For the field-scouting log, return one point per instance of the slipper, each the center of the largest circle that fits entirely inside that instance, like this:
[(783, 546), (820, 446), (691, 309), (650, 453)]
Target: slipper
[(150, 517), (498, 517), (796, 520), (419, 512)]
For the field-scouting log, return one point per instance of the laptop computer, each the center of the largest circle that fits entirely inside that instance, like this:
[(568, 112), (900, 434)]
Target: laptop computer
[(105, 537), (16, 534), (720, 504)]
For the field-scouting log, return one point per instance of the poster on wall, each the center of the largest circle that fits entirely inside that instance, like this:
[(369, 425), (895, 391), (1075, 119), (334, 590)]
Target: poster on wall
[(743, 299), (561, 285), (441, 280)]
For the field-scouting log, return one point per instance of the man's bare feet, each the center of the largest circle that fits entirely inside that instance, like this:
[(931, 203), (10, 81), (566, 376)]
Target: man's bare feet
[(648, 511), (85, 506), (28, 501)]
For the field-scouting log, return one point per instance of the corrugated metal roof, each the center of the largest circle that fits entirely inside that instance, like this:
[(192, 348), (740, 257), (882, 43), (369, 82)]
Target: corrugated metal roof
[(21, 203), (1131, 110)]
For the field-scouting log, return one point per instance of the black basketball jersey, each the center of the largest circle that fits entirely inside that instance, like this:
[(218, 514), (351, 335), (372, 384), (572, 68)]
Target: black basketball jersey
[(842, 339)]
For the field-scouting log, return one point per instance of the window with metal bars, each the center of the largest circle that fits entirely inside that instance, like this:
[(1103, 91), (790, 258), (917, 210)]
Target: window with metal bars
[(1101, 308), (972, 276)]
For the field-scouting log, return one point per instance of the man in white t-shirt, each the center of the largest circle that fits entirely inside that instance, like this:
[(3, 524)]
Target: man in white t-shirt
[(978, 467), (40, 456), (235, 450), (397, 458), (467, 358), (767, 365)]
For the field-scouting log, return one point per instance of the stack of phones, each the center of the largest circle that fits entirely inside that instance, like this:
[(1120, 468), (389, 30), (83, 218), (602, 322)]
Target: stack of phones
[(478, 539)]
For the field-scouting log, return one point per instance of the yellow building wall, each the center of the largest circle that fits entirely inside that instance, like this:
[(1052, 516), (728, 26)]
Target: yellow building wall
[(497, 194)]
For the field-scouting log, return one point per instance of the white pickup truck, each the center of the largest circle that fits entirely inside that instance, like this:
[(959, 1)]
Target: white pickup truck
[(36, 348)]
= = =
In the listing above, please print only the lines from the first one to the line where "of the poster" appears, exactly as written, both of those lines included.

For the field-scouting log, return one point per instance of the slipper, each the center of the largest circle that fits entirely inside that instance, like this:
[(783, 546), (820, 446), (691, 309), (650, 453)]
Target: slipper
[(150, 517), (498, 517), (796, 520), (419, 512)]
For the field-scouting log, return one point per instance of the laptop computer, each the center of the largest circle that fits entirely inside that instance, like this:
[(568, 112), (900, 434)]
Target: laptop computer
[(105, 537), (16, 534), (720, 504)]
For the field-scouting log, return one point per instance of the poster on wall, each the center of the largest circle that fits entirely inside that instance, like this:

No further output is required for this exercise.